**Gestellte Aufgabe A**
Übertrage bitte die Zeilen der Datensätze von der Zeile mit "Pick out the wooden" bis zur Zeile mit "Query: wooden park bench", beide eingeschlossen, in eine Markdown-Tabelle mit den Spalten "Nr." und "Zeile". Leerzeilen lässt du weg.

Kay Martinen <
use...@martinen.de> wrote:
> Am 15.04.23 um 12:53 schrieb Alexander Schreiber:
>> Kay Martinen <
use...@martinen.de> wrote:
>>> Am 14.04.23 um 22:54 schrieb Dennis Grevenstein:
>
>>>> Ich frage mich tatsaechlich, welches Geschaeftsmodell dahintersteckt.
>>>> Das kann ja eigentlich nur noch durch irgendeine Drei-Buchstaben-
>>>> Organisation finanziert werden.
>>>
>>> Also... IBM?
>>
>> Eher Firmen die seit VAX/Alpha Zeiten Wichtige Dinge (TM) auf VMS laufen
>> haben und wo der letzte Mitarbeiter, der das System detailliert genug
>> verstand um eine Portierung auf eine aktuelle Plattform zu ermöglichen
>> schon seit Jahren in Rente ist ;-)
>
> Also wie üblich jene die
>
> - den Trend verschlafen haben.
> - den Schuß nicht hörten.
> - Geld sparen wollten um des Geld Verdienens wegen.
>
> Insgesamt also welche bei denen sich das Mitleid in Grenzen hielte oder?
Sagen wir mal so: Ich bin froh, das dies ein Problem Anderer Leute(TM)
ist.
>> Da heisst es dann: Entweder die Zähne zusammenbeissen und komplett neu
>> entwickeln auf aktueller Plattform (und hoffen, dass das auch funktioniert
>> und man nicht drei Dutzend kritische Sonderfälle die nur 1x/Jahr auftreten
>> vergessen hat) oder halt bei VMS bleiben, das ganze auf neue Hardware
>> heben und hoffen, dass man so das Problem bis zur eigenen Pensionierung
>> (oder Firmenwechsel) weiter ignorieren kann. ;-)

**Gestellte Aufgabe B**
Setze das Dokument über VMS nach seinem letzten Satz fort.

**Vorliegende Datensätze**
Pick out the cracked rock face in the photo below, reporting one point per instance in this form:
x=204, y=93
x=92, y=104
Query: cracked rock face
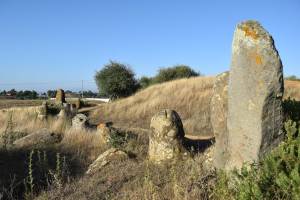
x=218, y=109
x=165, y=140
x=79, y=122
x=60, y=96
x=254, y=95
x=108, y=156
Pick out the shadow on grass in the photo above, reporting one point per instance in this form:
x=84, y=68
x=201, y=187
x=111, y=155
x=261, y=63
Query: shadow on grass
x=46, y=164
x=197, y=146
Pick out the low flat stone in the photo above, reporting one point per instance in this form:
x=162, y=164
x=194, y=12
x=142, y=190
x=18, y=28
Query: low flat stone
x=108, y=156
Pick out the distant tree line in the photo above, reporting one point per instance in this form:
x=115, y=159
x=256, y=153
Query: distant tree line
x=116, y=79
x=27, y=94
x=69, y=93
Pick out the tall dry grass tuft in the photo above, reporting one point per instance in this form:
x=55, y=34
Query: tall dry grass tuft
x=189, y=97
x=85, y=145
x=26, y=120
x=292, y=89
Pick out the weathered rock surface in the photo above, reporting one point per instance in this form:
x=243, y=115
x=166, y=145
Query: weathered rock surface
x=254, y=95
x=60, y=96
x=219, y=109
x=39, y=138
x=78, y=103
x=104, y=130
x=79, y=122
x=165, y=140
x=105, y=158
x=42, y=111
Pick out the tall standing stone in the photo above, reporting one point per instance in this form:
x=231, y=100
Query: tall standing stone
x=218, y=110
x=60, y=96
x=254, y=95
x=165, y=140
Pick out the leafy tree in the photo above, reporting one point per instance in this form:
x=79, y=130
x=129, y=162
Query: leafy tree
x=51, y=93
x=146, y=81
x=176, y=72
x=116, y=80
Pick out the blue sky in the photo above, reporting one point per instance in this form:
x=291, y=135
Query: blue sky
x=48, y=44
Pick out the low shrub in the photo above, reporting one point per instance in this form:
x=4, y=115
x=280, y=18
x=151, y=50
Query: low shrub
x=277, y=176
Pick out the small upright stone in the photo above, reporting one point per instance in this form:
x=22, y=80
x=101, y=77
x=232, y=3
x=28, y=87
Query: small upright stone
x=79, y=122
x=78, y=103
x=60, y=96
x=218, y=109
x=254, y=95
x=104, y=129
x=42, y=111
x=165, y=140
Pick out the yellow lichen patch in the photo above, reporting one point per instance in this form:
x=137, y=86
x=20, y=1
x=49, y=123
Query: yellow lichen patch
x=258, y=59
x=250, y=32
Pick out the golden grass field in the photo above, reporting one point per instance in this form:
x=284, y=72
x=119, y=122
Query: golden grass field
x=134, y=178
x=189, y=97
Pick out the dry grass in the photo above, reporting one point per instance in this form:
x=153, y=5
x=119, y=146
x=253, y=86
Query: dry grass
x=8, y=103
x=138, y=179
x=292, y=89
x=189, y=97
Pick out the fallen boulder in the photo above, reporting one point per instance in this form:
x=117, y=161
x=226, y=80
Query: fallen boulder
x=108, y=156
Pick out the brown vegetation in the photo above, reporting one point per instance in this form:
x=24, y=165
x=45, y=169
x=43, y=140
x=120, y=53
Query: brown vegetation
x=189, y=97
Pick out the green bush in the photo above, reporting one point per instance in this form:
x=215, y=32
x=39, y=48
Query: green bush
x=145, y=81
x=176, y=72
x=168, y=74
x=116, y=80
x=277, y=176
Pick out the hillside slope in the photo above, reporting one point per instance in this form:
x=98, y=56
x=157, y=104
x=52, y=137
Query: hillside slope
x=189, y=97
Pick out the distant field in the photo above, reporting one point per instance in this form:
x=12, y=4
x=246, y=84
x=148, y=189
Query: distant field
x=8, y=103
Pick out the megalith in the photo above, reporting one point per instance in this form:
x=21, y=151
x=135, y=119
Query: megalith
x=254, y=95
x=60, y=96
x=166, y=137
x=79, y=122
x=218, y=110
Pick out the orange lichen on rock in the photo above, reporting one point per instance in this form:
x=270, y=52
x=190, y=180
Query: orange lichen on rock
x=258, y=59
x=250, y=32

...

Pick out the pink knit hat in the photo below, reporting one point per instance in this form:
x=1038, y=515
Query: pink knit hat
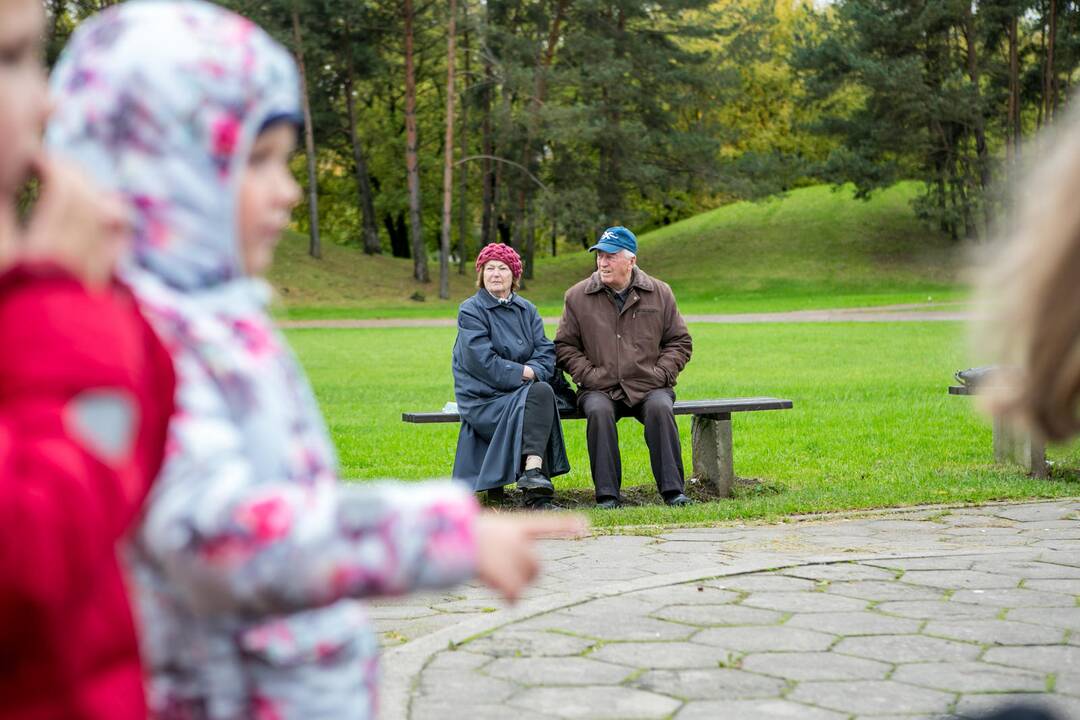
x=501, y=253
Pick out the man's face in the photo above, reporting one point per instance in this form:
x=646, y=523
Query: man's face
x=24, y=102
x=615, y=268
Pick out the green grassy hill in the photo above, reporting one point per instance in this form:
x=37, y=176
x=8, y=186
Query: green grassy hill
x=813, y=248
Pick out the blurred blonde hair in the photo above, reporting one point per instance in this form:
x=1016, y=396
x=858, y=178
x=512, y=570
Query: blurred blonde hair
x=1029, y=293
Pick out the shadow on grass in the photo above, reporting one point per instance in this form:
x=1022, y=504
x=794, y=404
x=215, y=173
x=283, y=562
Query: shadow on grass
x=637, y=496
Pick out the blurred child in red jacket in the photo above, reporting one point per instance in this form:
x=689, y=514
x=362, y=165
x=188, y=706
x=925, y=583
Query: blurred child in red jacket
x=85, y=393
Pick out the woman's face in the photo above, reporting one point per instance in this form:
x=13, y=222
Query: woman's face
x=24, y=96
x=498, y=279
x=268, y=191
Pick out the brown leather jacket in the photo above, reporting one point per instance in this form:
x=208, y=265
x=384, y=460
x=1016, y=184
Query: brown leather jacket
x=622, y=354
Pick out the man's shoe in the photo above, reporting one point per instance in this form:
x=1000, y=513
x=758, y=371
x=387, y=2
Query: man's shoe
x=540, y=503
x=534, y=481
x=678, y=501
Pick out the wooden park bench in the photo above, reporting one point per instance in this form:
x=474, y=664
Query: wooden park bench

**Erwartete Antwort A**
| Nr. | Zeile |
|---|---|
| 1 | Pick out the wooden park bench in the photo above, reporting one point per instance in this form: |
| 2 | x=474, y=664 |
| 3 | Query: wooden park bench |

**Erwartete Antwort B**
>
> Ja aber macht man da nicht auch ein Riesen Faß auf wenn man versucht
> "Hochsprachen" Quellkode von VAX/VMS auf x86/VMS zu portieren? Gut, man
> muß den altbewährten Compiler (Fortran? Algol?) sowieso zuerst auf die
Eh, da erwarte eher keine bis minimale Probleme, sobald die Compiler
auf der neuen Architektur stabil sind (und dafür ist VSI zuständig).
Ich habe hier z.B. NetBSD auf 4 Systemarchitekturen am laufen:
- i386
- amd64
- sparc64
- aarch64
und die Platform macht fast keinen Unterschied (ok, sparc64 mag unaligned
loads/stores nicht und mault, wo es bei x86 "nur" Performance kostet)
und es läuft (je nach Einsatzzweck der Maschine) auch überall mehr oder
weniger die gleiche Software, ohne platform specific hacks.
> neue Maschine jagen und hoffen das er 1:1 das funktionsgleiche Ergebnis
> liefern würde. Und dann muß man halt seine eigentlichen Mission-critical
> Apps da durch jagen. Und dann erneut hoffen das nun das x86 Compilat
> genau das gleiche auf die gleiche Weise tut wie das auf der alten VAX
> die man ersetzen will.
>
> Und wo genau ist da dann der unterschied dazu den alten Compiler z.b.
> nativ auf einem x64-Linux zu übersetzen und den dann dort die programme
> neu übersetzen zu lassen?
VMS != Linux und die VMS APIs schlagen teilweise recht sichtbar im
Quellcode auf. Und das ist nicht nur "ein paar API Details sind anders"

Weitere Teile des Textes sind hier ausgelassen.